1.3: probability, expected value, and variance

Question 1

why is the return on a risky asset is a random variable?

Answer 1

because the outcomes (possible values) are uncertain

Question 2

what is an event?

Answer 2

a specified set of outcomes (e.g., a return is less than 8%)

Question 3

The probability measures what?

Answer 3

the chance a specified event will occur

The probability of any event is between 0 and 1

If the event is impossible, the probability is 0. If an event is certain, the probability is 1

Question 4

The sum of the probabilities of any set of mutually exclusive and exhaustive events is what?

what does this mean?

Answer 4

1

Question 5

what are mutually exclusive and exhaustive events in a set of probabilities ?

Answer 5

only one can occur

all possible outcomes are covered

Question 6

Three approaches are used to estimate probabilities

Answer 6

Subjective probabilities

Empirical probabilities

A priori probabilities

Question 7

Subjective probabilities

Answer 7

based on personal judgment

Question 8

Empirical probabilities

Answer 8

derived from relative frequencies from historical data

Question 9

when do Empirical probabilities work and when do they not?

Answer 9

Only works if relationships are stable through time

It will not be useful for very rare events

Question 10

A priori probabilities

Answer 10

deduced using logic rather than observation

Both empirical and a priori probabilities are considered objective because they are typically the same for all people

Question 11

odds

Answer 11

Odds for E = P(E) / (1 - P(E))

Question 12

The odds against an event happening

Answer 12

simply the reciprocal of the odds for that event

Question 13

Unconditional probabilities

Answer 13

based on the universe of all possibilities

They can be thought of as stand-alone probabilities.

–> For example, an investor could calculate the probability that the return is less than 8%

Question 14

Conditional probabilities

Answer 14

restrict the set of possibilities

–> For example, an investor could calculate the probability that the return is less than 8% given it is positive

This is how investors incorporate new information (return is at least 0%)

Question 15

A joint probability

Answer 15

reflects the probability of two or more outcomes occurring.
|---|
- **What you will do**
1. In the probability notes, rewrite the part that opens with the words containing "the chance a" and closes with "does this mean?", substituting "guaranteed" for "certain".
2. Proceed with the probability notes from their final line, adding further material in the same style.
The records are separate material, unrelated to the probability notes.

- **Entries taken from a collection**
|---|
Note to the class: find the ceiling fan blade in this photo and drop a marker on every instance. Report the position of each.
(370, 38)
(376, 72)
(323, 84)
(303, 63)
|---|
- **Answers to the problems**
1.
the chance a specified event will occur

The probability of any event is between 0 and 1

If the event is impossible, the probability is 0. If an event is guaranteed, the probability is 1

Question 4

The sum of the probabilities of any set of mutually exclusive and exhaustive events is what?

what does this mean?

2.
P(AB) represents the probability of both A and B occurring

Question 16

The conditional probability of A given B can be written mathematically as:

Answer 16

P(AB) = P(A|B) * (PB)

P(A|B) = P(AB)/P(B) for P(B) =/= 0

P(BA) = P(B|A) * P(A)

Question 17

The addition rule for probabilities formula

Answer 17

P(A or B) = P(A) + P(B) − P(AB)

Note that A∩B is the event of both A and B occurring, so the probability is represented by P(AB)
.

Question 18

when are two events independent?

Answer 18

if the outcome of one does not affect the other

Mathematically, events A and B are independent if and only if
P(A∣B) = P(A)

or,

P(B∣A)=P(B)

Question 19

formula for independent events

Answer 19

P(AB) = P(A)*P(B)

Question 20

The complement of S

Answer 20

S^C

It represents event S not occurring

It follows P(S) + P(S^C)=1

Question 21

the total probability rule

Answer 21

P(A) = P(AS) + P(AS^C)

= P(A|S)P(S) + P(A|S^C)P(S^C)

Question 22

The expected value E(X)

Answer 22

the probability-weighted average of the possible outcomes of the random variable

Question 23

The expected value E(X) formula

Answer 23

E(X) = Sum of all [P(Xi)*Xi)

Xi: the outcome

P(Xi): probability of the outcome

Question 24

The variance, denoted (σ^2) of (X)

Answer 24

the probability-weighted average of the squared deviations from the random variable’s expected value

Question 25

A higher variance indicates what?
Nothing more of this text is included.